Requirements
Render every line of the records below as a JSON list of strings, one string per line, omitting any blank lines.

Stored rows
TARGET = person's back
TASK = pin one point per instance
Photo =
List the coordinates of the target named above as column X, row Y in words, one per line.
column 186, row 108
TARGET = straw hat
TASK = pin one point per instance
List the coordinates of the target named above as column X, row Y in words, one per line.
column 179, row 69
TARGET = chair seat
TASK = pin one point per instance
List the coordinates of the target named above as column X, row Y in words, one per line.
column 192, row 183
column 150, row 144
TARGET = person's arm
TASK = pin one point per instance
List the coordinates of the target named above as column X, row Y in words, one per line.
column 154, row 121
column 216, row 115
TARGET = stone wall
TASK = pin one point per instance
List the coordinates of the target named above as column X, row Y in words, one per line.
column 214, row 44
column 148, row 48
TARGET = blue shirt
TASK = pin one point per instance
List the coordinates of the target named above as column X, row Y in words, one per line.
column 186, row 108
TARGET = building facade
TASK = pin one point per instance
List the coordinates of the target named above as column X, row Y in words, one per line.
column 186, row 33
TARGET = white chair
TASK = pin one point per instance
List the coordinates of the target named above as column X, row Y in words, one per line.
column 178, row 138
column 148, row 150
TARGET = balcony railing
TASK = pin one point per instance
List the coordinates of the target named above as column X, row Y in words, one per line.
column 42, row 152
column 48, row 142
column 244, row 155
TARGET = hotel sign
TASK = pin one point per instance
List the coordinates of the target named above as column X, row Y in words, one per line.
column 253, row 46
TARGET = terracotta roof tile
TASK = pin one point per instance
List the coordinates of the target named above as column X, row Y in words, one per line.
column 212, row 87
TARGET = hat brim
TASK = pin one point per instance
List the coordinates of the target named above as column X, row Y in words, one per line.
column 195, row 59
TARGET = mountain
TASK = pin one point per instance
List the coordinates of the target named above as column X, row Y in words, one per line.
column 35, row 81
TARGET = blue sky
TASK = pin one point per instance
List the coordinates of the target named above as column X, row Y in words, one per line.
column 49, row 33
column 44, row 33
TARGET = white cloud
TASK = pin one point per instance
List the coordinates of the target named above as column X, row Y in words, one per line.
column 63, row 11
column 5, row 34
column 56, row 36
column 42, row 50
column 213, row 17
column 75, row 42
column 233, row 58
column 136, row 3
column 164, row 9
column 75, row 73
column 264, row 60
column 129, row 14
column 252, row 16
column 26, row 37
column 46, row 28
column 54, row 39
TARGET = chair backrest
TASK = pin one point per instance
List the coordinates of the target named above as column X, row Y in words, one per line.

The output
[
  "TARGET = person's back",
  "TASK = pin one point per instance",
  "Photo =",
  "List the coordinates of the target named above as column X, row Y in words, one per line.",
  "column 186, row 108",
  "TARGET = straw hat",
  "TASK = pin one point per instance",
  "List the coordinates of the target named above as column X, row Y in words, one per line.",
  "column 179, row 69",
  "TARGET = chair seat",
  "TASK = pin one point per instance",
  "List the coordinates of the target named above as column X, row Y in words, one per line.",
  "column 192, row 183",
  "column 150, row 144",
  "TARGET = person's arm",
  "TASK = pin one point per instance",
  "List the coordinates of the target named above as column X, row Y in words, one per line.",
  "column 154, row 121",
  "column 216, row 115",
  "TARGET = stone wall",
  "TASK = pin one point per instance",
  "List the coordinates of the target named above as column X, row Y in words, one per line.",
  "column 214, row 44",
  "column 148, row 48",
  "TARGET = blue shirt",
  "TASK = pin one point per instance",
  "List the coordinates of the target named above as column X, row Y in words, one per line.",
  "column 186, row 108",
  "TARGET = building facade",
  "TASK = pin one point per instance",
  "List the coordinates of the target named above as column X, row Y in words, one per line.",
  "column 186, row 33",
  "TARGET = white chair",
  "TASK = pin one point per instance",
  "List the coordinates of the target named above as column X, row Y in words, one per line.",
  "column 178, row 138",
  "column 148, row 150",
  "TARGET = balcony railing",
  "TASK = pin one point per instance",
  "List the coordinates of the target named above as column X, row Y in words, one per line.",
  "column 42, row 152",
  "column 48, row 142",
  "column 244, row 155",
  "TARGET = hotel sign",
  "TASK = pin one point per instance",
  "List the coordinates of the target named above as column X, row Y in words, one per line.",
  "column 253, row 46",
  "TARGET = terracotta roof tile",
  "TASK = pin one point per instance",
  "List the coordinates of the target named above as column X, row Y in words, one per line.",
  "column 212, row 87",
  "TARGET = hat brim",
  "TASK = pin one point per instance",
  "List the coordinates of the target named above as column X, row Y in words, one per line.",
  "column 195, row 59",
  "TARGET = mountain",
  "TASK = pin one point per instance",
  "List the coordinates of the target named above as column X, row Y in words, one per line.",
  "column 35, row 81",
  "TARGET = blue sky",
  "TASK = pin one point per instance",
  "List the coordinates of the target named above as column X, row Y in words, one per line.",
  "column 49, row 33",
  "column 44, row 33",
  "TARGET = white cloud",
  "TASK = pin one point per instance",
  "List the coordinates of the target named above as column X, row Y in words, one per line.",
  "column 63, row 11",
  "column 5, row 34",
  "column 56, row 36",
  "column 42, row 50",
  "column 213, row 17",
  "column 75, row 42",
  "column 233, row 58",
  "column 136, row 3",
  "column 164, row 9",
  "column 75, row 73",
  "column 264, row 60",
  "column 129, row 14",
  "column 252, row 16",
  "column 26, row 37",
  "column 46, row 28",
  "column 54, row 39",
  "TARGET = chair backrest",
  "TASK = pin one point per instance",
  "List the coordinates of the target named above as column X, row Y in words, one per line."
]